───── SOURCE MATERIAL
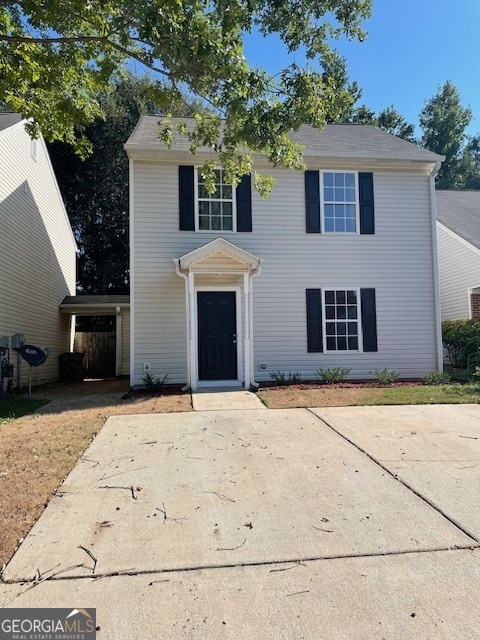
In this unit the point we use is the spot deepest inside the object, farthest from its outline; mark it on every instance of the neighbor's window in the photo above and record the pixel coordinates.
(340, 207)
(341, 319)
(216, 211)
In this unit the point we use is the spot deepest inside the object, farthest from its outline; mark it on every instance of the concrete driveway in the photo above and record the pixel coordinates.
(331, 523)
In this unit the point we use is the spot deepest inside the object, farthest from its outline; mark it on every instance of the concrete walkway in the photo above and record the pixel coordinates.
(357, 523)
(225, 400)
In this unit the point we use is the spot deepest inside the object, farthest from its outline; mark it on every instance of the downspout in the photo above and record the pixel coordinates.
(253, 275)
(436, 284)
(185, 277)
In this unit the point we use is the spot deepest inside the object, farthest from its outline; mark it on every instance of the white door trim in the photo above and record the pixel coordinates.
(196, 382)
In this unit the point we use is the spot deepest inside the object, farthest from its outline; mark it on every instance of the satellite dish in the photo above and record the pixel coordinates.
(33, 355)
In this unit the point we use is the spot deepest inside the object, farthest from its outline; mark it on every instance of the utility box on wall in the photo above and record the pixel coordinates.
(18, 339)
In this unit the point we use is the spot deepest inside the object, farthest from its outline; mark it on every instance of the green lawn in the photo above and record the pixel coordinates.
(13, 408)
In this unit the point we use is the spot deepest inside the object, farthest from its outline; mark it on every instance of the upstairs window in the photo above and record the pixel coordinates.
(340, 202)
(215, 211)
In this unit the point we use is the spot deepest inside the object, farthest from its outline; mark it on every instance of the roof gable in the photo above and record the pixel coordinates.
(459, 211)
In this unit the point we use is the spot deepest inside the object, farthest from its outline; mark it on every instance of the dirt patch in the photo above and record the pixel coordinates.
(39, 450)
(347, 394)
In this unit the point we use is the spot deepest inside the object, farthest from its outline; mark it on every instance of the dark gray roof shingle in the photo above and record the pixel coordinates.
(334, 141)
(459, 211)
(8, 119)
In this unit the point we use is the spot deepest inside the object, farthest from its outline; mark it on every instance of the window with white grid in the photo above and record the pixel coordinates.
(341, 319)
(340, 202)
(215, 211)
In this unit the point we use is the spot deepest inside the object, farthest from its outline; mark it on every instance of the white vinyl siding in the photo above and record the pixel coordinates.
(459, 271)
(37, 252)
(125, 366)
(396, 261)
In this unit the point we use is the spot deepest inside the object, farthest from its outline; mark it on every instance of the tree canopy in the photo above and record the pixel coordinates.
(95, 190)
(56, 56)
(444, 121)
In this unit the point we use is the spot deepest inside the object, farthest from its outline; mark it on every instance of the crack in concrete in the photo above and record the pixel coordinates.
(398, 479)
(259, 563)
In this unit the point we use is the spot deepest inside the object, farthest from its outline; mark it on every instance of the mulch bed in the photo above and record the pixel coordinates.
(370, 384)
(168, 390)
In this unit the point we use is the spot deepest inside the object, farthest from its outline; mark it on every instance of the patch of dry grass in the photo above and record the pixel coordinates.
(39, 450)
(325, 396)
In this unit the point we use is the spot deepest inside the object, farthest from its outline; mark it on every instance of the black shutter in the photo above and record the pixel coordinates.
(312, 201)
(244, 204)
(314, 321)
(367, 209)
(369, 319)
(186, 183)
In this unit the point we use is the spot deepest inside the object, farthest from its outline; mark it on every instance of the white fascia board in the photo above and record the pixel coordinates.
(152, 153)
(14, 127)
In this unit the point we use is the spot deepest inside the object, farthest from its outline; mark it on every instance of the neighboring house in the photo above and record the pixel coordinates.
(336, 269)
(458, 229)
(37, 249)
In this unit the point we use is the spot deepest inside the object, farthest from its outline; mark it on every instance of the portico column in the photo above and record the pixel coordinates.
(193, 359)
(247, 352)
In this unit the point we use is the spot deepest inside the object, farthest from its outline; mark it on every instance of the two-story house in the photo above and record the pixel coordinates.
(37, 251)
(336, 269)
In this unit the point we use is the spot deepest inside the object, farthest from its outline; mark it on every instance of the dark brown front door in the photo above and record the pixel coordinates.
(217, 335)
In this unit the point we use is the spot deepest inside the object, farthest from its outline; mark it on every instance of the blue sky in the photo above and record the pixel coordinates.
──────────
• **TRY IT**: Please repeat the data verbatim and leave the pictures out of your copy.

• **WRITTEN ANSWER**:
In this unit the point we use is the spot deepest inside the object, farthest from its outline; mark it on every instance of the neighbor's window in the photo above and record the pixel coordinates.
(340, 207)
(341, 319)
(216, 211)
In this unit the point we use is the spot deepest inside the object, farthest from its outline; mark it on every instance of the concrete driveway in the photo above and record the pixel coordinates.
(331, 523)
In this unit the point we use is the spot deepest inside the object, farthest from its outline; mark it on every instance of the concrete walkway in the photo above and record the pixel coordinates.
(357, 523)
(225, 400)
In this unit the point we use is the spot deepest inside the object, farthest from its outline; mark it on every instance of the downspout in the photo above and record the pixel coordinates.
(253, 275)
(436, 284)
(185, 277)
In this unit the point we use is the spot deepest inside the object, farthest from its outline; mark it on every instance of the white door trim in the photo above and record the pixel coordinates.
(196, 382)
In this unit the point we use is the spot deepest inside the object, farthest from its outline; mark it on every instance of the satellite dish in the photo above and record the pixel coordinates.
(33, 355)
In this unit the point we use is the spot deepest inside the object, farthest from its outline; mark it on every instance of the utility box on wall in the photo above and record the pixel coordinates.
(18, 339)
In this unit the point we use is the spot deepest inside the object, farthest from its outline; mark it on every instance of the green lawn in the photo above and record the pixel coordinates.
(13, 408)
In this unit the point we use is the spot deepest inside the object, farthest from its outline; mark it on every instance of the upstairs window in the photo above and record the pixel coordinates.
(340, 202)
(215, 211)
In this unit the point we use is the spot deepest inside the object, farthest from its outline; mark it on every instance of the roof gable in the photo above and record the pixel coordinates.
(459, 211)
In this unit the point we use is the spot deepest inside the object, farthest from its outline; mark it on every instance of the dirt patch in the photo above and record the pixel coordinates.
(39, 450)
(347, 394)
In this unit the point we use is the spot deepest inside the object, farthest from its outline; mark it on every instance of the dark gray roof shingle in the photo above and record the pixel coordinates.
(334, 141)
(459, 211)
(8, 119)
In this unit the point we use is the spot deepest inside the object, farthest from its outline; mark it on every instance of the window with white grid in the photo above and record the pixel coordinates.
(341, 319)
(340, 202)
(215, 211)
In this unit the point we use is the spot deepest inside the object, farthest from its outline; mark it on every instance of the white vinyl siding in the photo above and record the pixel coordinates.
(459, 271)
(37, 252)
(125, 366)
(396, 261)
In this unit the point we use is the spot deepest inside the object, farthest from its outline; mark it on every instance of the tree canopy in the photo above and record the pixel coordinates.
(95, 190)
(56, 56)
(444, 121)
In this unit the point we use is the spot deepest inside the object, farthest from its outline; mark it on every instance of the crack in concrete in the photo above and record the pixel coordinates.
(398, 479)
(259, 563)
In this unit the point we use is the spot deepest inside the object, farthest from its outline; mark it on every instance of the mulch bed in the photo above and record the pixel coordinates.
(370, 384)
(168, 390)
In this unit the point we use is the spot deepest inside the object, farthest from its outline; mark it on every instance of the patch of dry grass in the photo above and record the pixel coordinates.
(39, 450)
(325, 396)
In this unit the point we use is the spot deepest inside the object, farthest from its outline; mark it on every instance of the black shutter in the photo above and record the pixel coordinates.
(312, 201)
(244, 204)
(314, 321)
(367, 209)
(369, 319)
(186, 183)
In this unit the point we use is the spot deepest inside the object, farthest from its outline; mark it on every instance of the white fascia board in the photo above and record the pixel coordinates.
(152, 153)
(14, 127)
In this unit the point we use is the spot deepest inside the object, farthest from its outline; mark it on every instance of the neighboring house in the photo above and record the pixel coordinates.
(336, 269)
(458, 229)
(37, 249)
In this unit the point we use is the spot deepest inside the object, farthest from its outline; mark it on every instance of the portico column in the photo above and record the pixel coordinates.
(193, 359)
(247, 352)
In this unit the point we use is the spot deepest inside the object, farthest from its outline; mark it on every instance of the two-story house in the photo above and record the pixel coordinates.
(37, 251)
(336, 269)
In this unit the point we use is the spot deepest inside the object, farthest from its outline; mark it on every instance of the dark brown front door in the photo above and record the pixel coordinates.
(217, 335)
In this unit the point we use is the spot deepest inside the object, farthest from its outline; mark it on every instance of the blue sky in the photo above and record the pixel coordinates.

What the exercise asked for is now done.